## EXTRACTED MATERIAL
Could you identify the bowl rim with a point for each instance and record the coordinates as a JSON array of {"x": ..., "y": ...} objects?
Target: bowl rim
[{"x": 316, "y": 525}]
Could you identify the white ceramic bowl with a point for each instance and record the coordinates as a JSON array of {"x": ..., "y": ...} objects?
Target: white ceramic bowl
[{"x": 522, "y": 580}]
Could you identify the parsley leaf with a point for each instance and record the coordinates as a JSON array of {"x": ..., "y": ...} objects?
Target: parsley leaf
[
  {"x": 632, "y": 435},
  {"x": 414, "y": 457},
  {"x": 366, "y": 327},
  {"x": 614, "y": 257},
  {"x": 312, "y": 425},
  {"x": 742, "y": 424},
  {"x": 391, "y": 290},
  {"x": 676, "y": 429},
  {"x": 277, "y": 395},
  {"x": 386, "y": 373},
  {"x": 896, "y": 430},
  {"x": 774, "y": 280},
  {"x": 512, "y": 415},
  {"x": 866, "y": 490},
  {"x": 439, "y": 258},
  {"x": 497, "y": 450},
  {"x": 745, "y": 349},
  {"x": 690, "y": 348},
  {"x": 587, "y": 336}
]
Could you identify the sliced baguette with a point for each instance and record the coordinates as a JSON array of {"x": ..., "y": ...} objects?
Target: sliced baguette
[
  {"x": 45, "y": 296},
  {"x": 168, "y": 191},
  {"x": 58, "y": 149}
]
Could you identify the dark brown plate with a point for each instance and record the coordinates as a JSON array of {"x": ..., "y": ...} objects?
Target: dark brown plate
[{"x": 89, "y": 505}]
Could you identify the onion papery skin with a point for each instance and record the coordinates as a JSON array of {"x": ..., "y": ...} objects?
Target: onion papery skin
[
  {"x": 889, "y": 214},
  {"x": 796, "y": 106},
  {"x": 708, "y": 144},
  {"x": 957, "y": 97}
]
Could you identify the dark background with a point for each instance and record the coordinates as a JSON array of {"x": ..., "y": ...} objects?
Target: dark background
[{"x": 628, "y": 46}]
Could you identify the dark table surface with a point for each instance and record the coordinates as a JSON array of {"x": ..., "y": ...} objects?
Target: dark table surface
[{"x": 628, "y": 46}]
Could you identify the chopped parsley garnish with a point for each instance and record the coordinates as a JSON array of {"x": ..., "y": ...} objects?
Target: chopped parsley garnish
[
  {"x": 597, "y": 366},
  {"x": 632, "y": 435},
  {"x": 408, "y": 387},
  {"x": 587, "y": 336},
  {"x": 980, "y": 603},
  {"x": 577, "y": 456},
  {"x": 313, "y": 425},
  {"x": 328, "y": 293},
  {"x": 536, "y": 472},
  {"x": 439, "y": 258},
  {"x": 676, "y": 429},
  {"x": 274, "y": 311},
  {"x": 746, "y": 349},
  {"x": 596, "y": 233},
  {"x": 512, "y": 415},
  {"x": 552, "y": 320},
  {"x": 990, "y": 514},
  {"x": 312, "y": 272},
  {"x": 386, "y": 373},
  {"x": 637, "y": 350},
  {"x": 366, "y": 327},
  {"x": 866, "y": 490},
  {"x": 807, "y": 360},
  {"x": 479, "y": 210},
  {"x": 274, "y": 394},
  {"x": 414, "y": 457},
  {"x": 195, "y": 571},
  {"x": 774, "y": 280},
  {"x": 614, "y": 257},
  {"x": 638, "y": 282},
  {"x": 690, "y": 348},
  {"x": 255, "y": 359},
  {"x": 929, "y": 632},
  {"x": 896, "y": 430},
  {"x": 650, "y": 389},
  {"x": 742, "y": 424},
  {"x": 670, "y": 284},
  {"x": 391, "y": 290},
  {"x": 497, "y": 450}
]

## TASK DESCRIPTION
Copy out the material above in its entirety. Every detail must match.

## EXPECTED ANSWER
Could you identify the bowl rim with a point for each instance and record the coordinates as a JSON array of {"x": ..., "y": ...} objects?
Target: bowl rim
[{"x": 316, "y": 525}]
Could you identify the white ceramic bowl with a point for each instance and record the coordinates as a JSON array of {"x": ..., "y": ...} objects?
Target: white ceramic bowl
[{"x": 522, "y": 580}]
Could you identify the parsley leaf with a point for each instance and record the coordinates as a JSON array of {"x": ..., "y": ...} objects?
Target: parsley leaf
[
  {"x": 632, "y": 435},
  {"x": 414, "y": 457},
  {"x": 366, "y": 327},
  {"x": 614, "y": 257},
  {"x": 312, "y": 425},
  {"x": 742, "y": 424},
  {"x": 391, "y": 290},
  {"x": 676, "y": 429},
  {"x": 277, "y": 395},
  {"x": 386, "y": 373},
  {"x": 896, "y": 430},
  {"x": 774, "y": 280},
  {"x": 512, "y": 415},
  {"x": 866, "y": 490},
  {"x": 439, "y": 258},
  {"x": 497, "y": 450},
  {"x": 745, "y": 349},
  {"x": 690, "y": 348},
  {"x": 587, "y": 336}
]
Could you identify the sliced baguette with a point for each instance and record the coordinates as a JSON array of {"x": ..., "y": ...} objects?
Target: sliced baguette
[
  {"x": 45, "y": 296},
  {"x": 168, "y": 191},
  {"x": 58, "y": 149}
]
Could you identify the dark brown plate with a point for each instance and record the coordinates as a JSON array of {"x": ..., "y": ...} objects?
Target: dark brown plate
[{"x": 89, "y": 505}]
Could you identify the onion papery skin with a point for each instance and record the coordinates as a JSON array of {"x": ..., "y": ...} objects?
Target: onion papery skin
[
  {"x": 889, "y": 214},
  {"x": 796, "y": 106},
  {"x": 708, "y": 144},
  {"x": 957, "y": 97}
]
Could you identify the dark background with a point for each instance and record the coordinates as a JSON array of {"x": ..., "y": ...} objects?
Target: dark background
[{"x": 628, "y": 46}]
Could you identify the dark table surface with a point for each instance and record the coordinates as a JSON array of {"x": ..., "y": ...} objects?
Target: dark table surface
[{"x": 628, "y": 46}]
Could you identify the chopped parsley garnish with a point for each instance and record the coordinates as a JSON array of {"x": ..., "y": ...} objects?
Target: chopped parsley garnish
[
  {"x": 597, "y": 366},
  {"x": 632, "y": 435},
  {"x": 408, "y": 387},
  {"x": 587, "y": 336},
  {"x": 980, "y": 603},
  {"x": 577, "y": 456},
  {"x": 313, "y": 425},
  {"x": 328, "y": 293},
  {"x": 536, "y": 472},
  {"x": 439, "y": 258},
  {"x": 676, "y": 429},
  {"x": 274, "y": 311},
  {"x": 746, "y": 349},
  {"x": 596, "y": 233},
  {"x": 512, "y": 415},
  {"x": 552, "y": 320},
  {"x": 990, "y": 514},
  {"x": 312, "y": 272},
  {"x": 386, "y": 373},
  {"x": 637, "y": 350},
  {"x": 366, "y": 327},
  {"x": 866, "y": 490},
  {"x": 807, "y": 360},
  {"x": 479, "y": 210},
  {"x": 274, "y": 394},
  {"x": 414, "y": 457},
  {"x": 195, "y": 571},
  {"x": 774, "y": 280},
  {"x": 614, "y": 257},
  {"x": 638, "y": 282},
  {"x": 690, "y": 348},
  {"x": 255, "y": 359},
  {"x": 929, "y": 632},
  {"x": 896, "y": 430},
  {"x": 650, "y": 389},
  {"x": 742, "y": 424},
  {"x": 670, "y": 284},
  {"x": 391, "y": 290},
  {"x": 497, "y": 450}
]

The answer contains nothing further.